_THE PROBLEM_. Count the lines in the entries below that contain the string "leaf", with uppercase and lowercase treated as distinct. Reply with only that number.

··········

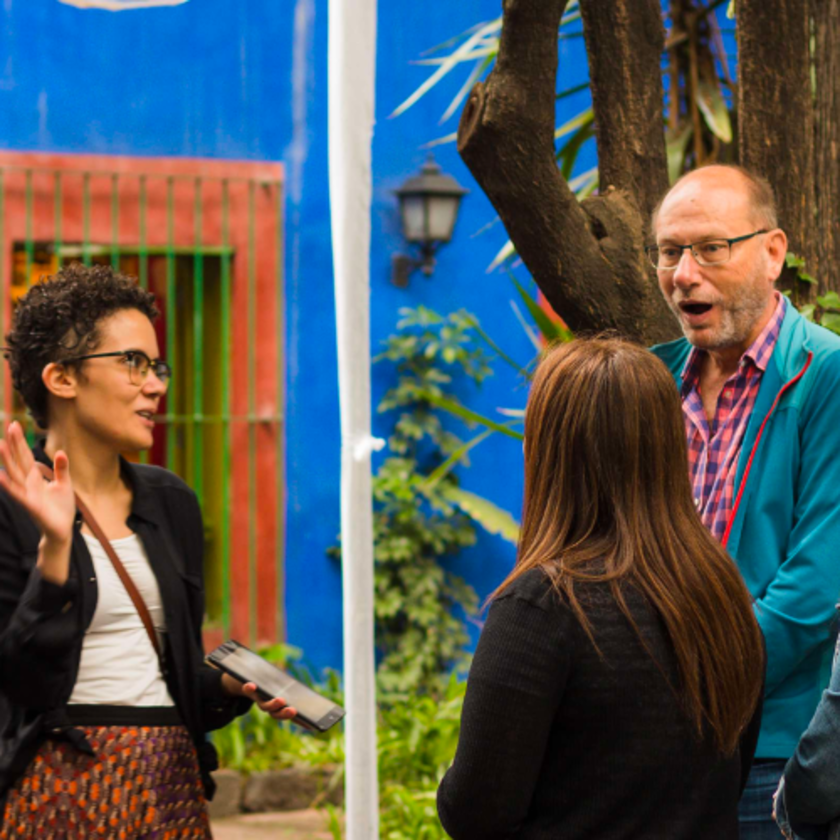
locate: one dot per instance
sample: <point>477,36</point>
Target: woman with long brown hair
<point>616,688</point>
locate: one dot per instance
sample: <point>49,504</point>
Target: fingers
<point>61,467</point>
<point>9,457</point>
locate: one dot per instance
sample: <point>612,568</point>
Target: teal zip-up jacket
<point>785,530</point>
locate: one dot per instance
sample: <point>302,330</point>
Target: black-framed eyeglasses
<point>137,362</point>
<point>708,252</point>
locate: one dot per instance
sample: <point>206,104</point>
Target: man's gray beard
<point>736,323</point>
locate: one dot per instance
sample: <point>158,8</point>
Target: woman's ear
<point>59,380</point>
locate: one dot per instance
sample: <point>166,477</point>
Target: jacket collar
<point>143,504</point>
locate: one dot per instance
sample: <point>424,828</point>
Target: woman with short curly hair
<point>103,710</point>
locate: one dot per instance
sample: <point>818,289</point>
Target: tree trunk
<point>586,258</point>
<point>776,115</point>
<point>827,142</point>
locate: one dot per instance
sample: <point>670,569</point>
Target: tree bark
<point>776,113</point>
<point>586,258</point>
<point>827,141</point>
<point>624,43</point>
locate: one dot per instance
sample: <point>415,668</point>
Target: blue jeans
<point>755,811</point>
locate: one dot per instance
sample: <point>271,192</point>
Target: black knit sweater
<point>557,742</point>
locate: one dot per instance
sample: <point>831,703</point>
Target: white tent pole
<point>352,67</point>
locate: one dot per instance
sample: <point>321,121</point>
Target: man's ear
<point>776,248</point>
<point>59,380</point>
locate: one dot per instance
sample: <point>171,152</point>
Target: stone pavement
<point>288,825</point>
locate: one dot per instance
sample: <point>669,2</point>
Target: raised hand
<point>50,503</point>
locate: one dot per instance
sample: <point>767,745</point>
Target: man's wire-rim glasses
<point>138,363</point>
<point>708,252</point>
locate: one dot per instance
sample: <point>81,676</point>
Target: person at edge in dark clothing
<point>98,735</point>
<point>615,692</point>
<point>760,390</point>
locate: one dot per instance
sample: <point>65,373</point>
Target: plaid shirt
<point>713,449</point>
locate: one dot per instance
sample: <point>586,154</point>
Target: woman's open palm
<point>51,504</point>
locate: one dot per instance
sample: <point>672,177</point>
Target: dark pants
<point>755,811</point>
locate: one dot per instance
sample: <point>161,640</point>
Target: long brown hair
<point>608,499</point>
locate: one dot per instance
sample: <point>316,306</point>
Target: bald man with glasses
<point>760,388</point>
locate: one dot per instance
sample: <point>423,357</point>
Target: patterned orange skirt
<point>143,782</point>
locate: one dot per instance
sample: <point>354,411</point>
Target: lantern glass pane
<point>442,212</point>
<point>414,218</point>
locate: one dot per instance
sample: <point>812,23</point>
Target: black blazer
<point>42,624</point>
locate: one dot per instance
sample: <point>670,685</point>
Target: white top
<point>119,666</point>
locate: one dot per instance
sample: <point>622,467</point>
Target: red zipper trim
<point>784,388</point>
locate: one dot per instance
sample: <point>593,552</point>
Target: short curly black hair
<point>58,319</point>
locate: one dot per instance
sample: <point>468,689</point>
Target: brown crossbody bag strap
<point>127,582</point>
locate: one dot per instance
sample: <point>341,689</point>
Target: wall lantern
<point>429,205</point>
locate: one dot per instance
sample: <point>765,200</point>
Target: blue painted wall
<point>248,80</point>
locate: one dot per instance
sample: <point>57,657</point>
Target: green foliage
<point>419,634</point>
<point>420,605</point>
<point>256,742</point>
<point>417,740</point>
<point>826,311</point>
<point>416,737</point>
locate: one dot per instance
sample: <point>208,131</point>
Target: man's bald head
<point>757,189</point>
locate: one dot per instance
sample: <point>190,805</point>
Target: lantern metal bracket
<point>431,186</point>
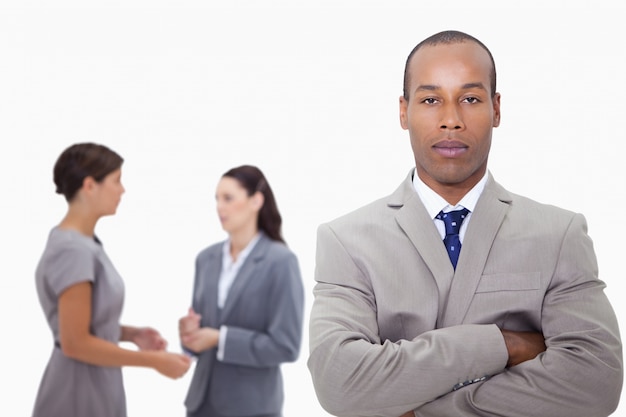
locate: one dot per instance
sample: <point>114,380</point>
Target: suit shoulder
<point>209,251</point>
<point>532,206</point>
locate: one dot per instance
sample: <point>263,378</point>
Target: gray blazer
<point>393,328</point>
<point>264,313</point>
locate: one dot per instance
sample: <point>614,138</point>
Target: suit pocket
<point>511,301</point>
<point>525,281</point>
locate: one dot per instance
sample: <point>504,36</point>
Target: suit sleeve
<point>280,341</point>
<point>354,372</point>
<point>580,373</point>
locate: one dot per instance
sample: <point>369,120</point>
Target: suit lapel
<point>481,232</point>
<point>413,218</point>
<point>245,274</point>
<point>213,272</point>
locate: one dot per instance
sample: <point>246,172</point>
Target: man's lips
<point>450,148</point>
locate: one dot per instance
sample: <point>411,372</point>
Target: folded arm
<point>356,373</point>
<point>579,374</point>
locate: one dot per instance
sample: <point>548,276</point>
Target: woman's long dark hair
<point>252,179</point>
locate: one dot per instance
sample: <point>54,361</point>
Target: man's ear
<point>404,121</point>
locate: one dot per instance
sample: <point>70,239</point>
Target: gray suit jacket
<point>264,313</point>
<point>393,327</point>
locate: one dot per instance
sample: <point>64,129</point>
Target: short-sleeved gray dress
<point>70,388</point>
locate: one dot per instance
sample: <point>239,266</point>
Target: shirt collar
<point>434,203</point>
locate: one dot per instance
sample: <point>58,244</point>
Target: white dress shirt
<point>230,269</point>
<point>434,203</point>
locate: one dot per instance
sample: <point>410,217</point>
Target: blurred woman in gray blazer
<point>247,308</point>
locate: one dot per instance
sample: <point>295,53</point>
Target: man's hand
<point>522,346</point>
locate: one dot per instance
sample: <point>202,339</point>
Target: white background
<point>308,91</point>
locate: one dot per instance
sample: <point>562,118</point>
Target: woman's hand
<point>172,365</point>
<point>201,339</point>
<point>147,338</point>
<point>189,323</point>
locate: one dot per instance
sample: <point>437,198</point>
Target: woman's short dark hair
<point>252,179</point>
<point>80,161</point>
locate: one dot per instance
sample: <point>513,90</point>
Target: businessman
<point>453,296</point>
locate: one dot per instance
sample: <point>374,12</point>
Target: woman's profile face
<point>235,208</point>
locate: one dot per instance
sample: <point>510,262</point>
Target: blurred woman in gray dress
<point>82,294</point>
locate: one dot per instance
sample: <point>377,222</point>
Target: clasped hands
<point>194,337</point>
<point>521,347</point>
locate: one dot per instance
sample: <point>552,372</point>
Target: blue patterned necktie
<point>453,221</point>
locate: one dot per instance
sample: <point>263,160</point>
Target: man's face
<point>450,114</point>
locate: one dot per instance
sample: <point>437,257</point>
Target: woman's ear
<point>88,184</point>
<point>258,199</point>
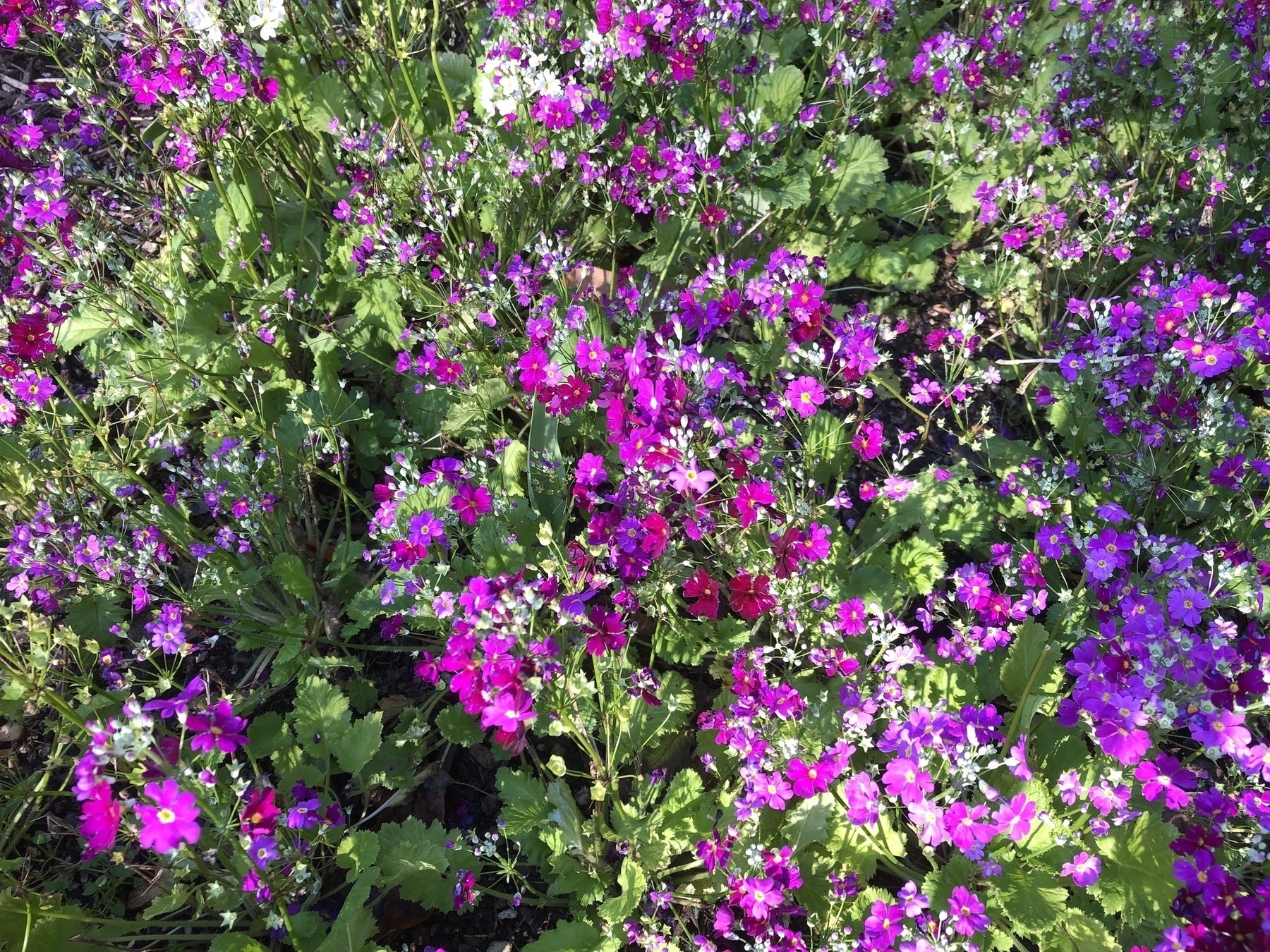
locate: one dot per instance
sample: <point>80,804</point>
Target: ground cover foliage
<point>634,475</point>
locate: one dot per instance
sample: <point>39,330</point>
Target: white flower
<point>268,17</point>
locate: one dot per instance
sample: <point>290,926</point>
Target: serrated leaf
<point>634,882</point>
<point>356,920</point>
<point>1030,659</point>
<point>320,714</point>
<point>235,944</point>
<point>290,573</point>
<point>267,734</point>
<point>1032,901</point>
<point>779,93</point>
<point>411,847</point>
<point>567,937</point>
<point>92,617</point>
<point>357,745</point>
<point>809,822</point>
<point>525,801</point>
<point>861,169</point>
<point>919,564</point>
<point>1077,932</point>
<point>357,850</point>
<point>457,726</point>
<point>1139,861</point>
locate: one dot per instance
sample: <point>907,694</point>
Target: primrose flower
<point>171,820</point>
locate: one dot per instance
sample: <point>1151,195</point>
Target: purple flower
<point>1084,869</point>
<point>217,729</point>
<point>30,387</point>
<point>967,913</point>
<point>806,396</point>
<point>171,822</point>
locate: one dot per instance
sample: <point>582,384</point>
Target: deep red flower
<point>749,596</point>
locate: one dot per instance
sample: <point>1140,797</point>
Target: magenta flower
<point>1015,819</point>
<point>217,729</point>
<point>263,850</point>
<point>774,788</point>
<point>906,780</point>
<point>967,913</point>
<point>851,616</point>
<point>758,898</point>
<point>228,88</point>
<point>806,396</point>
<point>471,503</point>
<point>689,475</point>
<point>171,822</point>
<point>30,387</point>
<point>808,780</point>
<point>1084,869</point>
<point>99,820</point>
<point>508,711</point>
<point>868,441</point>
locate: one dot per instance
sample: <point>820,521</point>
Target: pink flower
<point>99,820</point>
<point>1168,777</point>
<point>806,396</point>
<point>605,633</point>
<point>967,913</point>
<point>758,898</point>
<point>808,780</point>
<point>260,812</point>
<point>905,779</point>
<point>868,441</point>
<point>228,88</point>
<point>471,501</point>
<point>774,788</point>
<point>1084,869</point>
<point>1015,819</point>
<point>591,355</point>
<point>705,593</point>
<point>217,729</point>
<point>686,476</point>
<point>851,616</point>
<point>171,822</point>
<point>30,387</point>
<point>749,496</point>
<point>508,711</point>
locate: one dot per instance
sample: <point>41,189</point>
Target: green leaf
<point>413,848</point>
<point>381,306</point>
<point>940,884</point>
<point>525,801</point>
<point>809,822</point>
<point>92,618</point>
<point>1139,861</point>
<point>235,944</point>
<point>565,812</point>
<point>634,882</point>
<point>512,469</point>
<point>356,747</point>
<point>356,922</point>
<point>290,573</point>
<point>320,714</point>
<point>460,728</point>
<point>861,169</point>
<point>780,93</point>
<point>567,937</point>
<point>1030,654</point>
<point>1079,932</point>
<point>357,850</point>
<point>919,564</point>
<point>267,734</point>
<point>1032,901</point>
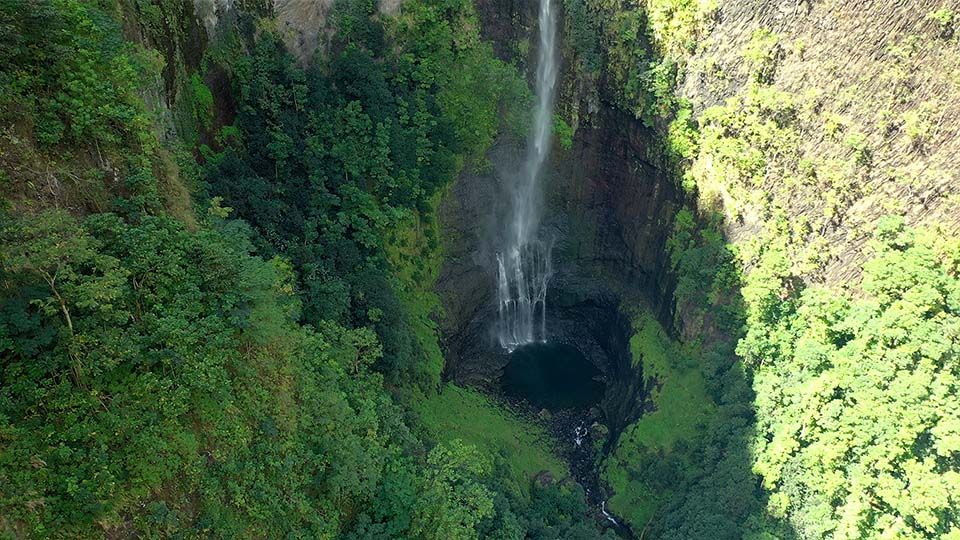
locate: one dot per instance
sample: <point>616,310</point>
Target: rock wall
<point>608,211</point>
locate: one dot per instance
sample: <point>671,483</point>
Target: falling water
<point>523,267</point>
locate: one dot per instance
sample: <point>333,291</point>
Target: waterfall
<point>523,266</point>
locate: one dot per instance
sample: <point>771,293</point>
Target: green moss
<point>640,469</point>
<point>466,414</point>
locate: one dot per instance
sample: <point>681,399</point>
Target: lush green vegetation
<point>168,375</point>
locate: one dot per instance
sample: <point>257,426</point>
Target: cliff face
<point>871,87</point>
<point>607,209</point>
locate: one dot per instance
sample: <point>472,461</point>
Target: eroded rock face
<point>608,211</point>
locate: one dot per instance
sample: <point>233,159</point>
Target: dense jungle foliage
<point>217,316</point>
<point>242,364</point>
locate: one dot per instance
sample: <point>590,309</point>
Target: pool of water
<point>552,376</point>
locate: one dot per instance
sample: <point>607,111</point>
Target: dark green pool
<point>552,376</point>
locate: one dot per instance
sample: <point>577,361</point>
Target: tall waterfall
<point>523,266</point>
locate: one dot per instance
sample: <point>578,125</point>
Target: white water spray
<point>523,267</point>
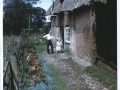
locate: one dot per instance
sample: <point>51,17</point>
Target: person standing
<point>49,38</point>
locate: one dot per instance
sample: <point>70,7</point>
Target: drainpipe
<point>96,59</point>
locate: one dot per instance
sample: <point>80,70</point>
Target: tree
<point>16,13</point>
<point>38,17</point>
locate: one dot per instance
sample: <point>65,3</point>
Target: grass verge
<point>103,76</point>
<point>60,82</point>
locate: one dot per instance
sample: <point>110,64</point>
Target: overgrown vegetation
<point>60,82</point>
<point>103,76</point>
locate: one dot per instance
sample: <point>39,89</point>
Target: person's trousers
<point>49,43</point>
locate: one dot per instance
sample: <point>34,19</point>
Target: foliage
<point>45,29</point>
<point>16,15</point>
<point>31,43</point>
<point>103,76</point>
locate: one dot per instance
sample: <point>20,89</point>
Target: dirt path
<point>73,72</point>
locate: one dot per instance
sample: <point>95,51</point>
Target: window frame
<point>67,34</point>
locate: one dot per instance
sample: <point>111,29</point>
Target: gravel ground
<point>73,72</point>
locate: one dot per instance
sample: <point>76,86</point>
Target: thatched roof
<point>69,5</point>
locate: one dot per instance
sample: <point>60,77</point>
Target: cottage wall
<point>85,45</point>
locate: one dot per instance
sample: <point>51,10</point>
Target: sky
<point>45,4</point>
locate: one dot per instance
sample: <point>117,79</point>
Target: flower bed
<point>34,75</point>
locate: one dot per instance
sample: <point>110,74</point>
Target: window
<point>58,32</point>
<point>67,34</point>
<point>60,2</point>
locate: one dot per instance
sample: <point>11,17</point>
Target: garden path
<point>72,69</point>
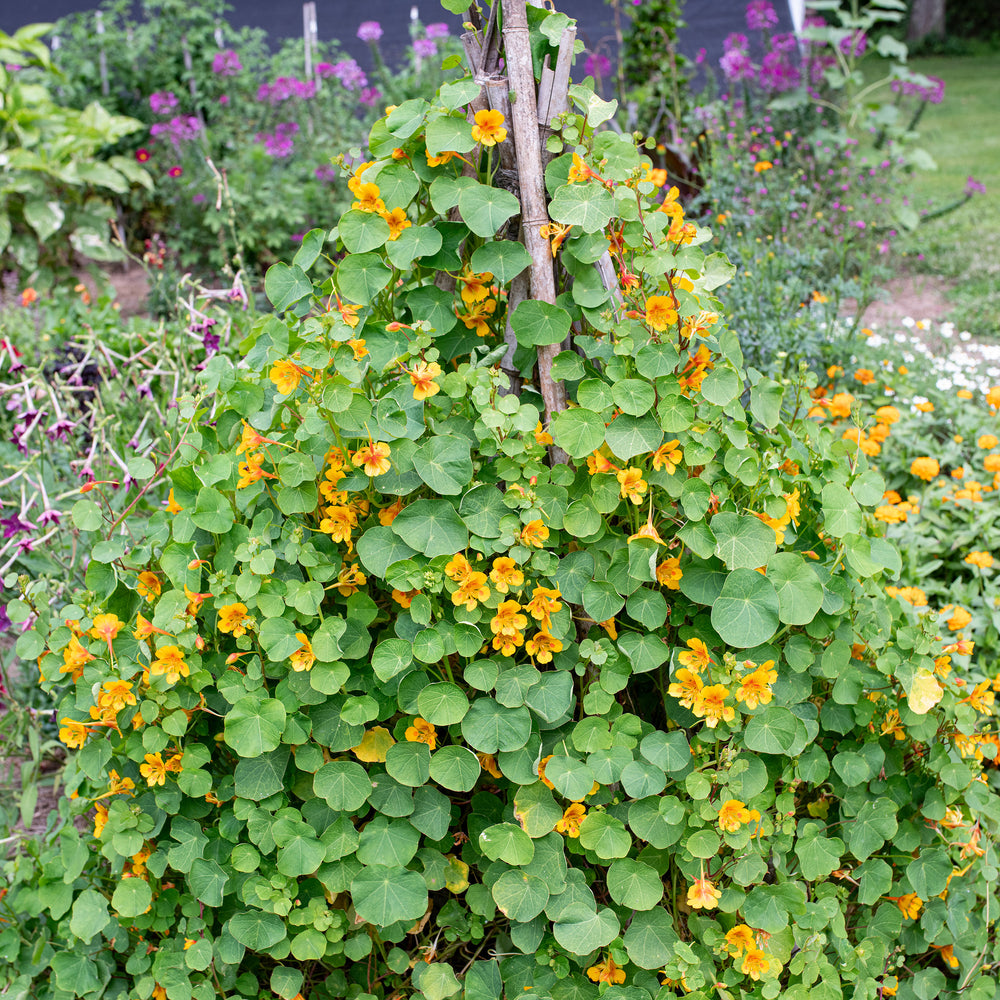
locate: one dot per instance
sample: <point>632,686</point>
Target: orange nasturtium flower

··········

_SOLVED EXERCISE_. 2